▶ **BRIEF**: Reproduce the records below with "photo" changed to "image" everywhere and nothing else altered, leaving the pictures out of your answer.

>> Start GIVEN RECORDS

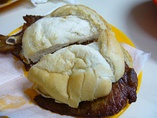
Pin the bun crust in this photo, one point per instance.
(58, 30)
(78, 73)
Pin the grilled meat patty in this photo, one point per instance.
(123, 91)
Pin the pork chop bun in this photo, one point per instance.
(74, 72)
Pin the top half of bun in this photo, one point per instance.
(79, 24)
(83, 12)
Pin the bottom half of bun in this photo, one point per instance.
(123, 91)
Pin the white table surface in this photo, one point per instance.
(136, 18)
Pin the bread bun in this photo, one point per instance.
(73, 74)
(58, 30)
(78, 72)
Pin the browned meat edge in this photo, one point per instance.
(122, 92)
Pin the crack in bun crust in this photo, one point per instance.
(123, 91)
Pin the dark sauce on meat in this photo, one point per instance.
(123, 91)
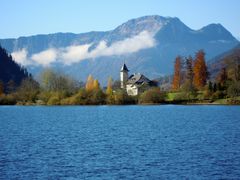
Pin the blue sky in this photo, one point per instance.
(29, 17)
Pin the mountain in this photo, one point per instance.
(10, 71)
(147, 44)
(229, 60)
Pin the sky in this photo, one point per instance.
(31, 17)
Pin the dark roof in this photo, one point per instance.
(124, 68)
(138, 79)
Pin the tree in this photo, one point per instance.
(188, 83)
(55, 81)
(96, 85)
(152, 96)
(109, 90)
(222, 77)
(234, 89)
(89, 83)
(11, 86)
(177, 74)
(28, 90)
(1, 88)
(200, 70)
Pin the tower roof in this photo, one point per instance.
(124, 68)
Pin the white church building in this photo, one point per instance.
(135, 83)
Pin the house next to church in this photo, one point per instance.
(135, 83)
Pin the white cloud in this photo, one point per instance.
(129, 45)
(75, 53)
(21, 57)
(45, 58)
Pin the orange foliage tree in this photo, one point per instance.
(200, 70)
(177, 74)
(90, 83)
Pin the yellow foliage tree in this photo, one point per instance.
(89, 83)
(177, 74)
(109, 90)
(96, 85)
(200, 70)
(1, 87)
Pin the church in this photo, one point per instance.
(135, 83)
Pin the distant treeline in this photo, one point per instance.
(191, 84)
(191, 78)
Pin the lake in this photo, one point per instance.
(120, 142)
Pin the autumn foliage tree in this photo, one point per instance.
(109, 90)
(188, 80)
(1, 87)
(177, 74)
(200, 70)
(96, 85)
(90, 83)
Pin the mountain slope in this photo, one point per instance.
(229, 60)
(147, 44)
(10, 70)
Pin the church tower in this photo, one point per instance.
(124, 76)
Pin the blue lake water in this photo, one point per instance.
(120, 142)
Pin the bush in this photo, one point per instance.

>> End GIVEN RECORDS

▶ **ANSWER FOR THE TASK**:
Pin the bun crust in this image, one point per instance.
(58, 30)
(78, 73)
Pin the grilled meat patty in this image, one point per instance.
(123, 91)
Pin the pork chop bun in this image, one point per instance.
(74, 72)
Pin the top half of bun in this image, one point per instance.
(79, 24)
(83, 12)
Pin the bottom half of bun in this image, one point per instance.
(123, 91)
Pin the white table surface in this image, one point per instance.
(136, 18)
Pin the bread bun in this image, one point per instance.
(73, 74)
(58, 30)
(78, 72)
Pin the browned meat edge in this image, one point per instance.
(122, 92)
Pin the crack in bun crust in this image, one point per instance.
(123, 91)
Pin the dark sauce on meat in this image, one point per instance.
(123, 91)
Pin the blue sky in this image, one point per instance.
(29, 17)
Pin the mountain in this image, one point per instance.
(10, 71)
(147, 44)
(229, 60)
Pin the sky in this image, one point per instance.
(31, 17)
Pin the dark roof in this image, one point per instance.
(124, 68)
(138, 79)
Pin the tree in this image, one point per instance.
(188, 83)
(55, 81)
(96, 85)
(152, 96)
(109, 90)
(222, 77)
(234, 89)
(89, 83)
(11, 86)
(177, 74)
(28, 90)
(1, 88)
(200, 70)
Pin the tower roof in this image, one point per instance.
(124, 68)
Pin the white church building in this image, one point per instance.
(135, 83)
Pin the house next to church in this image, one point per instance.
(135, 83)
Pin the white cloud in this image, one point per instance.
(129, 45)
(75, 53)
(21, 57)
(45, 58)
Pin the orange foliage tree in this image, one point per instance.
(200, 70)
(177, 74)
(90, 83)
Pin the yellow foliage tree in this image, one point per instance.
(89, 83)
(177, 74)
(109, 90)
(96, 85)
(200, 70)
(1, 87)
Pin the church in this image, one point per instance.
(135, 83)
Pin the distant treeline in this image, one point per instance.
(191, 84)
(191, 78)
Pin the lake in this image, one point per instance.
(120, 142)
Pin the autumn foliage tree in this image, one point per instance.
(109, 90)
(188, 80)
(1, 87)
(177, 74)
(200, 70)
(96, 85)
(90, 83)
Pin the mountain slope in this image, one point per instance.
(229, 60)
(147, 44)
(10, 70)
Pin the church tower in this image, one point per instance.
(124, 76)
Pin the blue lake water in this image, one point per instance.
(120, 142)
Pin the bush in this image, one point per instance.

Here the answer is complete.